Region outline entries

□ □ □ □ □ □ □

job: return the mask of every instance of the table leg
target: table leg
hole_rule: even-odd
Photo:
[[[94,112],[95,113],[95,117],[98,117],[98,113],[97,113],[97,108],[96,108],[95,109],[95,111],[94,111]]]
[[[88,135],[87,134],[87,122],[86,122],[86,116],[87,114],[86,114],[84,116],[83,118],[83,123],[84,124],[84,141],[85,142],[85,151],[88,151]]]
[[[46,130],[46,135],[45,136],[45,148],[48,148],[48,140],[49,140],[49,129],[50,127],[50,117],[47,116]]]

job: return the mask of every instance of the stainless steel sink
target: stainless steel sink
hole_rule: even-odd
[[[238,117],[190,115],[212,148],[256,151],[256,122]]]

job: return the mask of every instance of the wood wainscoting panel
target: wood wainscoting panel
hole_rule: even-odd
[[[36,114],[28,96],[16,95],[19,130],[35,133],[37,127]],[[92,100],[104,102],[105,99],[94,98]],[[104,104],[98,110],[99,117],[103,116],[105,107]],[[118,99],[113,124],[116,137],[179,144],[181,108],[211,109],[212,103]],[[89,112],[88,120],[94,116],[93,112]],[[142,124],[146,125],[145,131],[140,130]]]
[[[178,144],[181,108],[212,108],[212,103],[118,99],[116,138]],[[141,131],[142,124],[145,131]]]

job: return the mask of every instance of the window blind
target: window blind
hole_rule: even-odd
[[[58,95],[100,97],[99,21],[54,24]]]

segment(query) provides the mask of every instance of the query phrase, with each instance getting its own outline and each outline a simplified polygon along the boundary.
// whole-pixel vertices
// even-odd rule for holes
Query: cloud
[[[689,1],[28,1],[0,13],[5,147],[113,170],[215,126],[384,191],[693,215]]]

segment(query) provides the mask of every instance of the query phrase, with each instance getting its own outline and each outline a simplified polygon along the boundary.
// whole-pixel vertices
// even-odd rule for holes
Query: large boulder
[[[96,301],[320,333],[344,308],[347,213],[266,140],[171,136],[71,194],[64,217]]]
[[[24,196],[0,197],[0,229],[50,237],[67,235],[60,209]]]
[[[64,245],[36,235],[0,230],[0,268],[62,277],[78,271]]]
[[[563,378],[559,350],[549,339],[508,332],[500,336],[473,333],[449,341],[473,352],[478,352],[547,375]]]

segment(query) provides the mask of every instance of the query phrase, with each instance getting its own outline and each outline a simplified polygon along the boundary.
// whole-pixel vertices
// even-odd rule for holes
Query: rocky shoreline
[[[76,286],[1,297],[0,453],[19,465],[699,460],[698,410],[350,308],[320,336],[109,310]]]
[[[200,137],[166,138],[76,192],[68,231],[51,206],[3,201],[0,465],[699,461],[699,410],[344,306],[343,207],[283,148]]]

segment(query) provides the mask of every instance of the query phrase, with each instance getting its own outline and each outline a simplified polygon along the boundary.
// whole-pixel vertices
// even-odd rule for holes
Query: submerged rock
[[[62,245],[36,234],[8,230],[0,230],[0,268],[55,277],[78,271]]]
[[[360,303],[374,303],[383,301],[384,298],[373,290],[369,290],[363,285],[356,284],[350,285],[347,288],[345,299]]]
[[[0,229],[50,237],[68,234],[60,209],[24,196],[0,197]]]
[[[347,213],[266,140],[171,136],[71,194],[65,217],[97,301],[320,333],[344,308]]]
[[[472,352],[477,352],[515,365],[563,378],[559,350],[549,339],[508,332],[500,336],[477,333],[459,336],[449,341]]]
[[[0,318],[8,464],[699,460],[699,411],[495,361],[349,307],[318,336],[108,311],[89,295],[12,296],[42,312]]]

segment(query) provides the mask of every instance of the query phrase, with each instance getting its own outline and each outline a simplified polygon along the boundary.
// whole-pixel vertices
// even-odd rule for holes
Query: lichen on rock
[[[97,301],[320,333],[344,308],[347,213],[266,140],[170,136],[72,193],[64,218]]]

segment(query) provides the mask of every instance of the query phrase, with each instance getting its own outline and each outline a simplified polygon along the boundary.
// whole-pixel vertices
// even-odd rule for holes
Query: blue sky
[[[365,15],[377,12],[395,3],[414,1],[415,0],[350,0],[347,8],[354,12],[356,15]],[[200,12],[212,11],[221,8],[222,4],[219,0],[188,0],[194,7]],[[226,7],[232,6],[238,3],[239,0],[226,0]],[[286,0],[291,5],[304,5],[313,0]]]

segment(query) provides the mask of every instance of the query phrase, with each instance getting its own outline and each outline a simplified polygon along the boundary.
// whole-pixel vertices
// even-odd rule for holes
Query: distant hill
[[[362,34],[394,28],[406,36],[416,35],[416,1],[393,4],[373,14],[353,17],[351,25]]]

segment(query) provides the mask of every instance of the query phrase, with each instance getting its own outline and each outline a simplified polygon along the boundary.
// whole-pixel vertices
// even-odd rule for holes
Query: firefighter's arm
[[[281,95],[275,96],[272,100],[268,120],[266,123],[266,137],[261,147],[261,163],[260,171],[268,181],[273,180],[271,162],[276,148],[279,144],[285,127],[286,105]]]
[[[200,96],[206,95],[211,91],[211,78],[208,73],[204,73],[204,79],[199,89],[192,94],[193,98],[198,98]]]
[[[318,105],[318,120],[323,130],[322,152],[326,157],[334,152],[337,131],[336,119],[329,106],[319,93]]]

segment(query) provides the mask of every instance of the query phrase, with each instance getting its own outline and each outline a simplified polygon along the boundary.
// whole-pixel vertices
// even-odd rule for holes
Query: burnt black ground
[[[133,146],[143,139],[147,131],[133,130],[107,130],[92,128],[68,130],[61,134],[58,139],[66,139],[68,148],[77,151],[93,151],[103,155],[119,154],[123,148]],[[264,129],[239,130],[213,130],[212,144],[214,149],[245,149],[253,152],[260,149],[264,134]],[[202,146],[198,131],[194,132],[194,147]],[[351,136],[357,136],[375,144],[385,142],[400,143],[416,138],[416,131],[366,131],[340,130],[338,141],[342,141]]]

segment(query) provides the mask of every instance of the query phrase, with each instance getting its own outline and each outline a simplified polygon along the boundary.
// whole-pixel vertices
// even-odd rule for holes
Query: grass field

□ □ □ □ □ □ □

• [Instructions to follow]: Reproduce every item above word for word, keeping every line unchanged.

• [Response to the task]:
job: return the mask of every instance of the table leg
target: table leg
hole_rule: even-odd
Photo:
[[[94,112],[95,113],[95,117],[98,117],[98,113],[97,113],[97,108],[96,108],[95,109],[95,111],[94,111]]]
[[[88,135],[87,134],[87,122],[86,122],[86,116],[87,114],[86,114],[84,116],[83,118],[83,123],[84,124],[84,141],[85,142],[85,151],[88,151]]]
[[[46,130],[46,135],[45,136],[45,148],[48,148],[48,140],[49,140],[49,129],[50,127],[50,117],[47,116]]]

job: return the mask of every instance of the stainless steel sink
target: stainless steel sink
hole_rule: even-odd
[[[238,117],[190,115],[212,148],[256,151],[256,122]]]

job: return the mask of every instance of the wood wainscoting panel
target: wood wainscoting panel
hole_rule: even-odd
[[[36,114],[28,96],[16,95],[19,130],[35,133],[37,127]],[[92,100],[104,102],[105,99],[94,98]],[[104,104],[98,110],[99,117],[103,116],[105,107]],[[118,99],[113,124],[116,137],[179,144],[181,108],[211,109],[212,103]],[[89,112],[88,120],[94,116],[93,112]],[[142,124],[146,125],[145,131],[140,130]]]
[[[178,144],[181,108],[212,108],[212,103],[118,99],[116,138]],[[141,131],[142,124],[145,131]]]

job: return the mask of every instance of the window blind
target: window blind
hole_rule: even-odd
[[[58,95],[100,97],[99,21],[54,24]]]

segment(query) provides the mask of every instance of the query phrase, with each instance getting its own outline and each outline a simplified polygon along the boundary.
// whole-pixel vertices
// even-odd rule for holes
Query: cloud
[[[689,1],[28,1],[0,13],[5,147],[113,170],[215,126],[384,191],[693,215]]]

segment(query) provides the mask of every instance of the query phrase, with each instance getting its own outline and each outline a simplified polygon along the boundary.
// whole-pixel vertices
// even-odd rule for holes
Query: large boulder
[[[96,301],[320,333],[344,308],[347,213],[266,140],[171,136],[71,194],[64,217]]]
[[[24,196],[0,197],[0,229],[50,237],[67,235],[60,209]]]
[[[64,245],[36,235],[0,230],[0,268],[62,277],[78,271]]]
[[[563,378],[559,350],[549,339],[508,332],[500,336],[473,333],[449,341],[473,352],[478,352],[547,375]]]

segment(query) provides the mask of every instance of the query phrase, with each instance getting its own outline and each outline a simplified polygon along the boundary.
// whole-pixel vertices
// even-odd rule for holes
Query: rocky shoreline
[[[76,286],[1,297],[0,453],[19,465],[699,460],[698,410],[350,308],[320,336],[109,310]]]
[[[200,137],[166,138],[76,192],[68,231],[51,206],[3,201],[0,465],[699,461],[699,410],[344,306],[343,207],[283,148]]]

segment(query) provides the mask of every instance of the query phrase, with each instance getting its own outline and each outline a simplified polygon along the boundary.
// whole-pixel vertices
// even-odd rule for holes
Query: submerged rock
[[[62,245],[36,234],[8,230],[0,230],[0,268],[55,277],[78,271]]]
[[[360,303],[374,303],[383,301],[384,298],[373,290],[369,290],[363,285],[356,284],[350,285],[347,288],[345,299]]]
[[[0,229],[50,237],[68,234],[60,209],[24,196],[0,197]]]
[[[347,213],[266,140],[171,136],[71,194],[65,217],[97,301],[320,333],[344,308]]]
[[[472,352],[477,352],[515,365],[563,378],[559,350],[549,339],[508,332],[500,336],[477,333],[459,336],[449,341]]]
[[[0,318],[8,464],[699,460],[699,411],[495,361],[349,307],[318,336],[108,311],[89,295],[12,296],[42,312]]]

segment(query) provides the mask of every instance of the query phrase, with each instance getting its own outline and each outline a simplified polygon along the boundary.
// whole-pixel vertices
// even-odd rule for holes
Query: lichen on rock
[[[97,301],[320,333],[344,308],[347,213],[266,140],[170,136],[72,193],[64,218]]]

segment(query) provides the mask of every instance of the query phrase, with each instance getting its own outline and each outline a simplified polygon along the boundary.
// whole-pixel vertices
// even-odd rule for holes
Query: blue sky
[[[365,15],[377,12],[395,3],[414,1],[415,0],[350,0],[347,8],[354,12],[356,15]],[[200,12],[212,11],[221,8],[222,4],[219,0],[188,0],[194,7]],[[226,7],[232,6],[238,3],[239,0],[226,0]],[[286,0],[291,5],[304,5],[313,0]]]

segment(query) provides the mask of every instance of the query phrase, with each instance getting its own outline and each outline a simplified polygon along the boundary.
// whole-pixel vertices
// even-odd rule for holes
Query: distant hill
[[[362,34],[394,28],[406,36],[416,35],[416,1],[393,4],[373,14],[353,17],[351,25]]]

segment(query) provides the mask of every instance of the query phrase, with each instance getting its own outline and each outline a simplified polygon along the boundary.
// whole-pixel vertices
// even-odd rule for holes
Query: firefighter's arm
[[[281,95],[275,96],[272,100],[268,120],[266,123],[266,137],[261,147],[261,163],[260,171],[268,181],[273,180],[271,162],[276,148],[279,144],[285,127],[286,105]]]
[[[200,96],[206,95],[211,91],[211,78],[208,73],[204,73],[204,79],[199,89],[192,94],[193,98],[198,98]]]
[[[318,105],[318,120],[323,130],[322,152],[326,157],[334,152],[337,131],[336,119],[329,106],[319,93]]]

segment(query) provides the mask of every instance of the query phrase, with each instance getting its own outline and each outline a simplified polygon along the boundary.
// whole-pixel vertices
// even-odd rule for holes
Query: burnt black ground
[[[133,146],[143,139],[147,131],[133,130],[107,130],[92,128],[68,130],[61,134],[58,139],[66,139],[68,148],[77,151],[93,151],[103,155],[119,154],[123,148]],[[264,129],[239,130],[213,130],[212,144],[214,149],[245,149],[253,152],[260,149],[264,134]],[[202,146],[198,131],[194,132],[194,147]],[[351,136],[357,136],[375,144],[385,142],[400,143],[416,138],[416,131],[366,131],[340,130],[338,141],[342,141]]]

segment(query) provides the mask of every instance of the query phrase, with each instance getting its own outline and each outline a simplified polygon along the boundary.
// whole-pixel vertices
// even-odd rule for holes
Query: grass field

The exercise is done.